### DIRECTIONS FOR THIS TASK
Return every line of the listing below unchanged, leaving the pictures out.

### EXCERPTED DATA
----
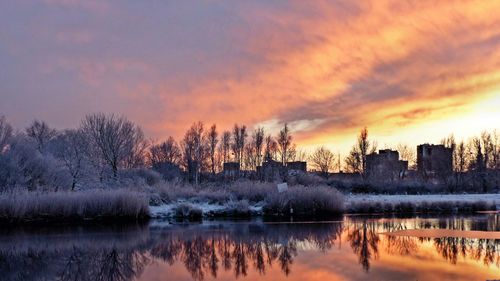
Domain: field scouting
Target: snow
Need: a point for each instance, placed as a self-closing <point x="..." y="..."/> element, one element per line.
<point x="429" y="198"/>
<point x="208" y="209"/>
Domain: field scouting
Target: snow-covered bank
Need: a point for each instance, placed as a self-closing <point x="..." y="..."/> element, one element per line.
<point x="207" y="209"/>
<point x="359" y="203"/>
<point x="429" y="198"/>
<point x="368" y="203"/>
----
### RESULT OF THIS TASK
Domain: field scouting
Target: snow
Need: a point for each instance, placed as a self-closing <point x="..." y="..."/> element, one element per line.
<point x="429" y="198"/>
<point x="208" y="209"/>
Domain: field scouting
Target: snow-covered bank
Need: a point for each instance, placed as a self-closing <point x="..." y="..."/> element, one element per line.
<point x="207" y="209"/>
<point x="359" y="203"/>
<point x="429" y="198"/>
<point x="368" y="203"/>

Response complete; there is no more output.